### GIVEN INSTRUCTION 1
Retype the records that follow the interview text, keeping every line as it is.
[START TEXT EXCERPT]
An Interview with Tom Stanton, Part I

Tom Stanton is the author of several baseball books, including The Final Season, an award-winning account of the last 81 games played at Tiger Stadium. (Click here for my review.) Last week he was generous enough to talk with me for a while about several subjects -- Tiger Stadium, fathers and sons, the financial disparity in the game, Barry Bonds, and Hank Aaron. I've broken our conversation into two parts; this is part one. Enjoy.

BrokenCowboy
First of all, I wanted to tell you that I really enjoyed your book an awful lot, and the biggest question that I had as I was reading it, and you address this obviously in the book, but can you talk about how you decided to attend all 81 games? And did you know right away that you wanted to turn the experience into a book, or did that kind of occur later in the process?

Tom Stanton
Just before I get into that, just so you’re aware, The Final Season is the first of three baseball books I have, so there have been two others that have come since then, The Road to Cooperstown, and just this last year Hank Aaron and the Home Run that Changed America. But with the Final Season, it was the fulfillment of a childhood dream. I was a baseball-obsessed kid growing up in Detroit, and somehow I got myself on the Detroit Tigers’ mailing list and each winter when I was a boy I’d receive these beautiful brochures talking about full-season ticket packages, and I vowed someday when I was smarter than my father that I would buy one of those packages and go to every home game. Lo and behold the years have a way of rolling past, and we were approaching Tiger Stadium’s final season and I still hadn’t fulfilled that, so I decided to take a year to do that. Yeah, I thought from the outset that I would be doing a book -- at least that’s the alibi I gave family and my wife as I fulfilled this mid-life crisis in my wife’s view, and went to all these games. So that was the ambition, to write a book while satisfying this compelling need to be there in that last year.

BC
One of my favorite aspects of your book is the idea that a place like a ballpark can hold such incredible emotional significance for so many people. What was it like for you to walk into Tiger Stadium on any given day?

TS
In my case, four generations of my family had been going to that ballpark, first when it was Navin Field back in the era of Ty Cobb, then as Briggs Stadium, and then as Tiger Stadium. My grandfather, who had immigrated to America from Poland, learned about the country through baseball. He used to see Sam Crawford and Harry Heilemann and others play. And so whenever I’d walk into Tiger Stadium, you’d feel the ghosts of history kind of swirling around you. You couldn’t go to the place without hearing your uncles tell the stories they had told in your childhood of running up and down the ramps that still existed there, of going to ballgames with their father. The love of the game has been passed down through generations by my family from father to son, and that’s not unique, that happens with lots of people. I think that’s why so many people feel emotional bonds to these green cathedrals.

BC
Yeah, I agree with you completely. There’s something almost tangible that you feel, you know, when you walk into these parks. I agree.

TS
You have your own memories, and then you have kind of your inherited memories, and it’s just a very rich experience. I think people who don’t share that passion for the game, you know, they probably struggle to understand it, but it’s about more than just a place, it’s about so many other things. In my case, as I mentioned in the book, my grandfather died before I was born, and the family home that my father grew up in was burned down and demolished years later, so the ballpark became the only place really, the only physical place where I could go to to connect with this grandfather that I knew only through stories. It was the only place that really still existed. And so it’s a very dear emotional connection there.
[END TEXT EXCERPT]
### GIVEN INSTRUCTION 2
Give the stretch of the Tom Stanton interview from "BrokenCowboy" through "in the process?" again, replacing "book" with "memoir".
[START DATA PROVIDED]
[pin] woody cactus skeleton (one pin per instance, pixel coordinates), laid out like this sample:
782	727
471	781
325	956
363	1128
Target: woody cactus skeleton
[END DATA PROVIDED]
### TASK RESPONSE 1
[pin] woody cactus skeleton (one pin per instance, pixel coordinates), laid out like this sample:
782	727
471	781
325	956
363	1128
Target: woody cactus skeleton

### TASK RESPONSE 2
BrokenCowboy
First of all, I wanted to tell you that I really enjoyed your memoir an awful lot, and the biggest question that I had as I was reading it, and you address this obviously in the memoir, but can you talk about how you decided to attend all 81 games? And did you know right away that you wanted to turn the experience into a memoir, or did that kind of occur later in the process?